→ **Passage to read**
• • • •
At Debden, Lt. Donald R. Emerson of the 4th Fighter Group holds the rabbit's foot talisman, which he wears on a chain around his neck. Passed for publication 11 April 1944. Printed caption attached to print: 'D.R. Emerson (N. Dakota) flys with a rabbit's foot talisman, a gift from a New York girl friend.'
First Lieutenant Donald J Patchen, Captain Robert D Hobert, Lieutenant Donald R Emerson, Major James A Goodson, pilots of the 4th Fighter Group, based at Debden air base, in front of a board showing numbers of enemy aircraft destroyed, damaged and probably downed, 10 April 1944.
Pinned to the board is the insignia of the 336th Fighter Squadron (formally of the RAF's Fighter Command No. 133 Squadron), with the motto 'LET US TO THE BATTLE'.
Reverse: USAAF Fighter pilots at a Mustang station study their score card. This station has downed 156 enemy planes in one month, a record in any theatre. LT.R. S/Lt. D.J. Patchen (New York), Capt. R.D. Hobert (Washington State), S/Lt. D.R. Emerson (N. Dakota), Major J.A. Goodson (Toronto), 14 "kills", & S/Lt. R.S. Tussey (Penn.).'
3 September 1944 - Captain Donald R. Emerson, in his P-51D Mustang with 'Donald Duck' emblem, uses 30 degrees of flap while staying with 390th Bomb Group Flying Fortresses.
• • • •
→ **Written task**
Carry on the captions about the 4th Fighter Group pilots at Debden, starting after their final line.

→ **Dataset section**
• • • •
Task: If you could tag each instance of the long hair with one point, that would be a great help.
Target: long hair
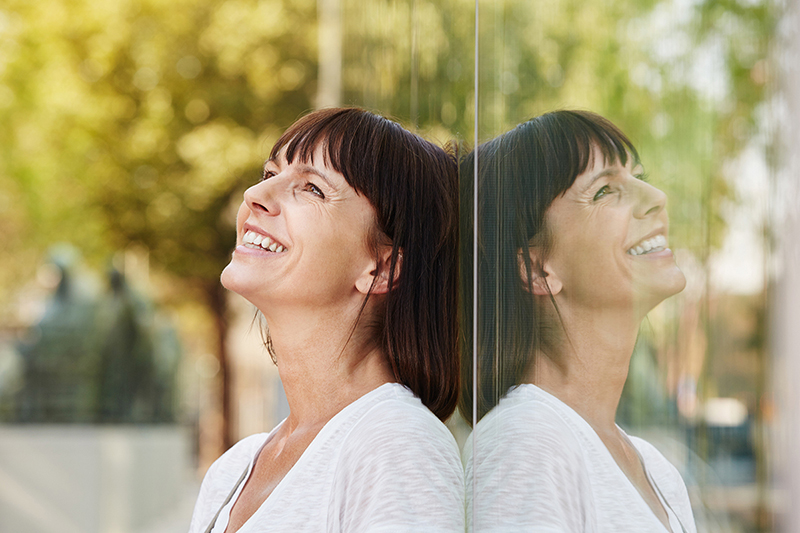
• • • •
→ **Response to this task**
Capt. Donald R. Emerson took this aircraft over from Lt. Edward A. Quist, who had become a POW on 8 November 1944.
Capt. Emerson would be Killed In Action flying this aircraft on Christmas day 1944.
Captain Don Emerson's face shows the strain of a mission flown in his Mustang.
Lieutenant Don Patchen, Captain Bob Hobert, Lieutenant Don Emerson, Major Jim Goodson, and Lieutenant Bob Tussey of the 336th Fighter Squadron, 4th Fighter Group, study their squadron's score board. In one month 336th Squadron downed 156 enemy planes which was a record in both the European and Pacific theaters.
A mock briefing of 4th Fighter Group pilots at Debden. Pilots include (order unknown): Lt. Ralph Hofer, Capt. William Smith, Lt. Warren Johnson, Lt. Ralph Saunders, Lt. Howard Moulton, Lt. Donald Patchen, Capt. Reuben Simon, Lt. Donald Emerson, Lt. Leonard Pierce, Lt. Robert Church, Capt. Alfred Markel, Lt. David Howe, Capt. Bud Care, Lt. Richard Reed, Lt. Robert Kenyon, Capt. David Van Epps, Lt. Robert Carr, Lt. William Rowles, Lt. Allen Bunte, Maj. James Goodson, Lt. Lloyd Henry, Lt. Shelton Monroe, Capt. Robert Hobert, Capt. Mike Sobanski, Capt. Nicholas Megura, Capt. Duane Beeson, Capt. Don Gentile, and Lt. Col. Jim Clark, Jr. (map in hand).
Note that this particular images cuts off a little of boths sides so a few pilots mentioned are not actully in the picture.
A Memorial on the crashsite of Capt. Donald R Emerson.
He crashed on December 25th 1944 with his Mustang on the Duustergats-Lahrweg at the Kolleberg-Sittard The Netherlands.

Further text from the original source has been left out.